Available records:
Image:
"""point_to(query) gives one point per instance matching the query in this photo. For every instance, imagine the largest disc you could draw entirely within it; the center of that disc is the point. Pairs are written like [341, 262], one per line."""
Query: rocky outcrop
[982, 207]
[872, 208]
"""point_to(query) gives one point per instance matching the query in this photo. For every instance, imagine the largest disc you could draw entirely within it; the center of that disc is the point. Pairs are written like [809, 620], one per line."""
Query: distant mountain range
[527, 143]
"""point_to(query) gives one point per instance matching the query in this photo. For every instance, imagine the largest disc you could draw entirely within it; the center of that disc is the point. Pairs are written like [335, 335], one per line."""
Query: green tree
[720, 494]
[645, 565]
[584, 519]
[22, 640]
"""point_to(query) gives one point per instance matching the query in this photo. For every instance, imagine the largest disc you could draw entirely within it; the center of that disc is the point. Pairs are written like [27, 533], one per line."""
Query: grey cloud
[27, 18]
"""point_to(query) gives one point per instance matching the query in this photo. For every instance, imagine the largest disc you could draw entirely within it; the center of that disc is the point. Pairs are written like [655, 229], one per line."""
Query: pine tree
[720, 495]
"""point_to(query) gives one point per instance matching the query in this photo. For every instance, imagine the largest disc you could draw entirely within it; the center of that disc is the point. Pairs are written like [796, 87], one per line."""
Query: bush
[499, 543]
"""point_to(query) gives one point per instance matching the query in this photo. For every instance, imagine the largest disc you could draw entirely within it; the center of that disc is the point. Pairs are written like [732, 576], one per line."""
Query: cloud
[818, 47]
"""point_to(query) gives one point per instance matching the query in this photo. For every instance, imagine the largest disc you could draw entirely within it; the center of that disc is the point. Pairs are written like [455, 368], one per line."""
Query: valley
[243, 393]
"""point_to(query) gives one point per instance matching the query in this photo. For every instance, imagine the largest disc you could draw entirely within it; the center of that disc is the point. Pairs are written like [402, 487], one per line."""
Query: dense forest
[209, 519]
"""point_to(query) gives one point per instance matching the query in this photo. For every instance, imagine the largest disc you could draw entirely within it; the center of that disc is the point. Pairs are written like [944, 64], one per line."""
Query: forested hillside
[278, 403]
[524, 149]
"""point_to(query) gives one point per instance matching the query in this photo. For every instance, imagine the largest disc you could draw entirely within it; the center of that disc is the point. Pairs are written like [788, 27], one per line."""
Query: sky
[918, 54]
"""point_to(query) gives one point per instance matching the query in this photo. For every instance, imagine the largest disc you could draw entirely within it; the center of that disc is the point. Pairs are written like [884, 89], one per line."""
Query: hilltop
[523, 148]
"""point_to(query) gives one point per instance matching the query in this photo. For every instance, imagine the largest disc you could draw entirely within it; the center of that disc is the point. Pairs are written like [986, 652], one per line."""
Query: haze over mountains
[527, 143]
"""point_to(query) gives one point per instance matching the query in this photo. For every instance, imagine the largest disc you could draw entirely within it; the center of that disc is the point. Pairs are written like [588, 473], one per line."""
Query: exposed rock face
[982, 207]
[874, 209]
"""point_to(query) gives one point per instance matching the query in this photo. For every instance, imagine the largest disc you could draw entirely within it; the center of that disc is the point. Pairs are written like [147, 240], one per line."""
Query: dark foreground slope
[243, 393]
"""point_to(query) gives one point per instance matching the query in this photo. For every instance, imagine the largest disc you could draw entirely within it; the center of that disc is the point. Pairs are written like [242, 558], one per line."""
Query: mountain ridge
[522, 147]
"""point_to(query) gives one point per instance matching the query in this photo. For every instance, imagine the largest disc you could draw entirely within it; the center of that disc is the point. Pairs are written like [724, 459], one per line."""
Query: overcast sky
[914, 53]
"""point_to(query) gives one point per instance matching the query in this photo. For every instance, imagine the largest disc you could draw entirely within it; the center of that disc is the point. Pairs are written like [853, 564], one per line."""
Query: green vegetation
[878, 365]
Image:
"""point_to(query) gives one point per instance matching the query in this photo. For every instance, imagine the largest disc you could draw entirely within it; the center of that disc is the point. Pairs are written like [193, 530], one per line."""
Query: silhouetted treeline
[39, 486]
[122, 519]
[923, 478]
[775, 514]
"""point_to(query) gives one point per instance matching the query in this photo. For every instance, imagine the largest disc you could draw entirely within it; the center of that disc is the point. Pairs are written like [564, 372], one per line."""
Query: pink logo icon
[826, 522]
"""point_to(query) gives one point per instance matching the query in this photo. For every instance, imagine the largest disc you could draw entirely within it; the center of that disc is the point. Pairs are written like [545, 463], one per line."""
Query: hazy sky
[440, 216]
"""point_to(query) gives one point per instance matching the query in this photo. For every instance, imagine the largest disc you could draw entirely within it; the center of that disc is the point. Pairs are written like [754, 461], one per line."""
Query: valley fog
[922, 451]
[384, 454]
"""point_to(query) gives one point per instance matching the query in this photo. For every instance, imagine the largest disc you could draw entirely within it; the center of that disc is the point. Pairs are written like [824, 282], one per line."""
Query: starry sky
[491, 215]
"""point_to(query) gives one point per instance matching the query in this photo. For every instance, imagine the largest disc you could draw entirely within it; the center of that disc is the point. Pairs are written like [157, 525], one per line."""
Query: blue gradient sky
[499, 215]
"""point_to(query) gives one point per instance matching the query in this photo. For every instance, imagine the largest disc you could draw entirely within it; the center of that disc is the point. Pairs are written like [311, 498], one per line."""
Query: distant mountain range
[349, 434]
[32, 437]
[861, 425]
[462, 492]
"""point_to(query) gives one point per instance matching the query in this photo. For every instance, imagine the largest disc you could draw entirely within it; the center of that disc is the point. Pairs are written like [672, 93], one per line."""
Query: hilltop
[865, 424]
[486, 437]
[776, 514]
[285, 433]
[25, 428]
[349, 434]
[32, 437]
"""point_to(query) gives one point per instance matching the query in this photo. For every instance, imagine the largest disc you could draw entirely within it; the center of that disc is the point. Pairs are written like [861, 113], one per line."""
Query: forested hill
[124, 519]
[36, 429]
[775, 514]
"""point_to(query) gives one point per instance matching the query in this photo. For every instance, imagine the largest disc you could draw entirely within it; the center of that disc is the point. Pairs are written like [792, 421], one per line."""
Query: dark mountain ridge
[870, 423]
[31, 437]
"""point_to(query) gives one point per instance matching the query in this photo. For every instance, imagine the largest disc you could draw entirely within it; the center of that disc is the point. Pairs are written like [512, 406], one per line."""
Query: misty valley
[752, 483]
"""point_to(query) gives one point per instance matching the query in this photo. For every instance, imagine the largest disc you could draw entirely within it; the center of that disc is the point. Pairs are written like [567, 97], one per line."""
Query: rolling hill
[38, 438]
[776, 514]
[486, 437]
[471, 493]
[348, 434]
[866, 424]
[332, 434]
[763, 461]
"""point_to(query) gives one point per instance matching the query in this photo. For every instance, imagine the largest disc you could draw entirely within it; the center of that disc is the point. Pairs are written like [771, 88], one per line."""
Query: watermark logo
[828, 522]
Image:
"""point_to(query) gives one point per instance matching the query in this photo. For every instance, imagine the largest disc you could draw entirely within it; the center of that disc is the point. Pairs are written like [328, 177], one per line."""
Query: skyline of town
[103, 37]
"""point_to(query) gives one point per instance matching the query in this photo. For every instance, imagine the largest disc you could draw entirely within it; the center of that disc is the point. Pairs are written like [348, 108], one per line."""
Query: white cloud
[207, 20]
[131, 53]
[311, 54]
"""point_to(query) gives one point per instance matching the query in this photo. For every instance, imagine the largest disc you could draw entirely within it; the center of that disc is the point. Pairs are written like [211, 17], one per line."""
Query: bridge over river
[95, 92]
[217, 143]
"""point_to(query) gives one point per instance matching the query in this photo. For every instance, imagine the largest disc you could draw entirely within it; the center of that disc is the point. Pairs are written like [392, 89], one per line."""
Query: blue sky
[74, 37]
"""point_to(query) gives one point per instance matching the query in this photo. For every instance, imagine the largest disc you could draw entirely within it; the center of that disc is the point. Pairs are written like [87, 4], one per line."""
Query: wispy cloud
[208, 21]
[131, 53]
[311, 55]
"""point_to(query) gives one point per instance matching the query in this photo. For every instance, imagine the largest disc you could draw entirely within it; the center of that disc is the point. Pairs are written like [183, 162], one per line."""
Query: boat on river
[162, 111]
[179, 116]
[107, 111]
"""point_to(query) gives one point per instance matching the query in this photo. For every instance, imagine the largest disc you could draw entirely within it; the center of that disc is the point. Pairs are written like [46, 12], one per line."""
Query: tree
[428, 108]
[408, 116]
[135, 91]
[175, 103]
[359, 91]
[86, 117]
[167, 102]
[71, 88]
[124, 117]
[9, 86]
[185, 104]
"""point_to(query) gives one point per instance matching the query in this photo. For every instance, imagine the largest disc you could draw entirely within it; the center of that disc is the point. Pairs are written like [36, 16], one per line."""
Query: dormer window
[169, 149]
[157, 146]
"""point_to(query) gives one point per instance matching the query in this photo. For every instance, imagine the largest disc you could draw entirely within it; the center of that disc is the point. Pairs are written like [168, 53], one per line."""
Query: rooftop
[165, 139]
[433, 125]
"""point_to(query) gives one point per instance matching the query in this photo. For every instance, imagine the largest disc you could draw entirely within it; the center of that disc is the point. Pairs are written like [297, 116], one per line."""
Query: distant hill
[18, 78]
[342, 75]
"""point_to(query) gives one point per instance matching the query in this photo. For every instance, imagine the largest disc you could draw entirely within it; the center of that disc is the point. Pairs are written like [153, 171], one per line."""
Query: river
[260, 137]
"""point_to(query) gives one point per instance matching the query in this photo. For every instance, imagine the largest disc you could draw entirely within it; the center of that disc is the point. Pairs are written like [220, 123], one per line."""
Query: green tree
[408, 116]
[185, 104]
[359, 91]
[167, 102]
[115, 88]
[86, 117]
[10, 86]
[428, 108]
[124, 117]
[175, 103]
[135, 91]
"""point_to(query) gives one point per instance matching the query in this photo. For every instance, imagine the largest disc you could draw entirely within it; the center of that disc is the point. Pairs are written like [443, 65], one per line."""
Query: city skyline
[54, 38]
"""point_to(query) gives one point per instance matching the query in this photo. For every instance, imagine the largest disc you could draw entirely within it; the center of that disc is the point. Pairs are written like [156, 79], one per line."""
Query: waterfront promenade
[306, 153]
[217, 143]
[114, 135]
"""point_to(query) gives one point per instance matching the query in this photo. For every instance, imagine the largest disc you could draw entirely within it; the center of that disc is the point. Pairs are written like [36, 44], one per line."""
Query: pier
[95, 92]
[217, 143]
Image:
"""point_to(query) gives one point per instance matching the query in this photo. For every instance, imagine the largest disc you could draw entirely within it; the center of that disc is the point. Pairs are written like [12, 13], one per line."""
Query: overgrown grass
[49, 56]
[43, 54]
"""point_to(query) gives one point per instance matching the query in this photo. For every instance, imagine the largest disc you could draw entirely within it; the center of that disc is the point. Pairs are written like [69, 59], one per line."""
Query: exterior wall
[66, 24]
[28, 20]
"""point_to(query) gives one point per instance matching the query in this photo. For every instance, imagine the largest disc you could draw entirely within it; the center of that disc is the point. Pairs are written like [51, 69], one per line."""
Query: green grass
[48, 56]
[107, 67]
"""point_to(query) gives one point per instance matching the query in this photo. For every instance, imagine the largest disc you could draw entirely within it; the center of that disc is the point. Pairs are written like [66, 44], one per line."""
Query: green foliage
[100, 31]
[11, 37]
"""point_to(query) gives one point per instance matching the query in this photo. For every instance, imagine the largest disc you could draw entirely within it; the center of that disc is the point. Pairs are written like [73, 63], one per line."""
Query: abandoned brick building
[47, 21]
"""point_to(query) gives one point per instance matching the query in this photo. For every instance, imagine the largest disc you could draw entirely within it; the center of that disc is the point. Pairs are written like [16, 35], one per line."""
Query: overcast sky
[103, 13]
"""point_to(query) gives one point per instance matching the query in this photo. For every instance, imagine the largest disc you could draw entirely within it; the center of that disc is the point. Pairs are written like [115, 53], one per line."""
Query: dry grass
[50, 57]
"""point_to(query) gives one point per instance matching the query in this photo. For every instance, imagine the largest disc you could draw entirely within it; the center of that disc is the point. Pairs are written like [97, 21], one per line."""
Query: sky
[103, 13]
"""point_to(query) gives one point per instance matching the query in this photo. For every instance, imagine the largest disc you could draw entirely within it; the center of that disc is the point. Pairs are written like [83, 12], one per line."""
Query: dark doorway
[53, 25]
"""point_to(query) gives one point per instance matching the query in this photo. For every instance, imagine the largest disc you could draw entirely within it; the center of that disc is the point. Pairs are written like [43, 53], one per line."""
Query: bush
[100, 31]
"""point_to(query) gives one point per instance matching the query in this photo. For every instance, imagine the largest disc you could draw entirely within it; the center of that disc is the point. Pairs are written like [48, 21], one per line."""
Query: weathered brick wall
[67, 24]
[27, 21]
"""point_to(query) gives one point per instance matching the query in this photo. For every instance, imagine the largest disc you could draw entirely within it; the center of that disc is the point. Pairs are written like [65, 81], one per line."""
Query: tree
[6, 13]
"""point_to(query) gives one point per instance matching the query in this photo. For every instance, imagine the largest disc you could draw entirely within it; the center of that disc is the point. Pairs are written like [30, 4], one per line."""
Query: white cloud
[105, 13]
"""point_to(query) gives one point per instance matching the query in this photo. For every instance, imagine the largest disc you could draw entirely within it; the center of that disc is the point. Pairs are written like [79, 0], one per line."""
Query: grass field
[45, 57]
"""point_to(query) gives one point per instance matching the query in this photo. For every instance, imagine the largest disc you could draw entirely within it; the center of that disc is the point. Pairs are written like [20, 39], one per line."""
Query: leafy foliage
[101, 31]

The request:
Repeat word for word each line from the one with "[30, 4], one" to the end of the records above, inclusive.

Answer for the task:
"""point_to(query) gives one point per instance matching the query in this photo. For every instance, imagine the largest disc you could draw entirely within it; the center of that disc is the point. Pairs are written like [30, 4], one per line."""
Query: white cloud
[105, 13]
"""point_to(query) gives one point per instance matching the query in this photo. For every instance, imagine the largest disc you could draw entirely within it; the center of that disc is the point. Pairs are written like [79, 0], one per line."""
Query: grass field
[45, 57]
"""point_to(query) gives one point per instance matching the query in this photo. For every instance, imagine the largest disc you could draw entirely within it; the center of that disc is the point. Pairs are written like [20, 39], one per line."""
Query: leafy foliage
[101, 31]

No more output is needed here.